Problem to work on: Each entry is to be output precisely as it appears.

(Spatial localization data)
######
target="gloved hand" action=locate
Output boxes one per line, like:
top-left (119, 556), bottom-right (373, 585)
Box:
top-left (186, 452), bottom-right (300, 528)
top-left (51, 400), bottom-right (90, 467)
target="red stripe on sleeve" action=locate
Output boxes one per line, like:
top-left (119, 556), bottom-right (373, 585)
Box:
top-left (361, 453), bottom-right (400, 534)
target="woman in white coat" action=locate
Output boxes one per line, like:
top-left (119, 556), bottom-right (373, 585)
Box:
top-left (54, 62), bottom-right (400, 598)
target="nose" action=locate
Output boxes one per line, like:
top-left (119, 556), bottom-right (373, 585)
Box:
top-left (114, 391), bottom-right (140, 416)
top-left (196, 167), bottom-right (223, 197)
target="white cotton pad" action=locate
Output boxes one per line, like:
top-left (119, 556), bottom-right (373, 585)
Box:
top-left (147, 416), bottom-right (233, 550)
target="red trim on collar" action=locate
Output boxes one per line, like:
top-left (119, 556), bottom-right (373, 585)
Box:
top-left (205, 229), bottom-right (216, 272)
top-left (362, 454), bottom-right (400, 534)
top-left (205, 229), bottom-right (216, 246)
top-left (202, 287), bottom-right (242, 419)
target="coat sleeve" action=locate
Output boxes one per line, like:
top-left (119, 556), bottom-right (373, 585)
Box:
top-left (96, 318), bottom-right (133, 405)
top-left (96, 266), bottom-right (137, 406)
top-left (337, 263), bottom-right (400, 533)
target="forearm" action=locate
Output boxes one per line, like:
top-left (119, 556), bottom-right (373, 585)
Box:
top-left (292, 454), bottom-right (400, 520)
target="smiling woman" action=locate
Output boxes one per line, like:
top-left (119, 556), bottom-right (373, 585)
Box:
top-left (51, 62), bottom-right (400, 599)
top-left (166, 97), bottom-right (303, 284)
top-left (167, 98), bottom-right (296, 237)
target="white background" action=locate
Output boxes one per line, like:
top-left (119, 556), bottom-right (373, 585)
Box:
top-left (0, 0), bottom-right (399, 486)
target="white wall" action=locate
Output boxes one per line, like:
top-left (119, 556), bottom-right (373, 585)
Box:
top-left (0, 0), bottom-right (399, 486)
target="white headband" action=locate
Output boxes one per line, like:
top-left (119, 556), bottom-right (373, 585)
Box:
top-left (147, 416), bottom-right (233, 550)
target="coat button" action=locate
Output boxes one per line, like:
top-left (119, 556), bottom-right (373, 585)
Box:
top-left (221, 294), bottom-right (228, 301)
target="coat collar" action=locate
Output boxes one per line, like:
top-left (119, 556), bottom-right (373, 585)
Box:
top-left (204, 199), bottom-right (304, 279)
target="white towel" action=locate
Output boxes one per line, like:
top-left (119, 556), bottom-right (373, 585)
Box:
######
Solution for this problem:
target="gloved hand" action=locate
Output boxes one per line, like:
top-left (119, 556), bottom-right (373, 585)
Box:
top-left (186, 452), bottom-right (300, 528)
top-left (51, 400), bottom-right (90, 467)
target="red stripe on sleeve" action=locate
Output boxes one per line, like:
top-left (119, 556), bottom-right (373, 585)
Box:
top-left (361, 453), bottom-right (400, 534)
target="woman in white coat" action=locate
Output boxes one per line, like:
top-left (119, 556), bottom-right (373, 585)
Box:
top-left (54, 62), bottom-right (400, 598)
target="nose" action=locate
Output boxes one per line, like:
top-left (119, 556), bottom-right (373, 585)
Box:
top-left (114, 391), bottom-right (140, 416)
top-left (196, 167), bottom-right (223, 197)
target="white cotton pad" action=locate
Output boxes one per line, like:
top-left (119, 556), bottom-right (373, 585)
Box:
top-left (147, 416), bottom-right (233, 550)
target="red trim on collar" action=locate
Output boxes one per line, like:
top-left (119, 556), bottom-right (373, 585)
Box:
top-left (205, 229), bottom-right (216, 272)
top-left (362, 454), bottom-right (400, 534)
top-left (205, 229), bottom-right (216, 246)
top-left (202, 287), bottom-right (242, 419)
target="coat sleeve" action=locate
Output boxes one per line, like:
top-left (119, 556), bottom-right (373, 585)
Box:
top-left (96, 318), bottom-right (133, 405)
top-left (96, 266), bottom-right (137, 406)
top-left (337, 263), bottom-right (400, 533)
target="forearm" action=locate
Output boxes one per line, like:
top-left (119, 556), bottom-right (373, 585)
Box:
top-left (292, 454), bottom-right (400, 520)
target="smiling woman" action=locate
Output boxes one per line, like:
top-left (119, 556), bottom-right (373, 585)
Box:
top-left (51, 62), bottom-right (400, 599)
top-left (166, 97), bottom-right (303, 284)
top-left (167, 98), bottom-right (296, 237)
target="white background" action=locate
Output boxes one per line, like:
top-left (119, 556), bottom-right (373, 585)
Box:
top-left (0, 0), bottom-right (399, 486)
target="white wall" action=locate
Output boxes one per line, like:
top-left (119, 556), bottom-right (373, 585)
Box:
top-left (0, 0), bottom-right (399, 486)
target="white headband" action=locate
Output boxes one per line, like:
top-left (119, 556), bottom-right (373, 585)
Box:
top-left (147, 416), bottom-right (233, 550)
target="coat button" action=locate
Output boxes one per line, like:
top-left (119, 556), bottom-right (373, 585)
Box:
top-left (221, 294), bottom-right (228, 301)
target="coat collar" action=locate
Output boxes one per line, like:
top-left (119, 556), bottom-right (373, 585)
Box:
top-left (204, 199), bottom-right (304, 279)
target="white towel" action=locate
Output boxes one per line, like:
top-left (119, 556), bottom-right (373, 585)
Box:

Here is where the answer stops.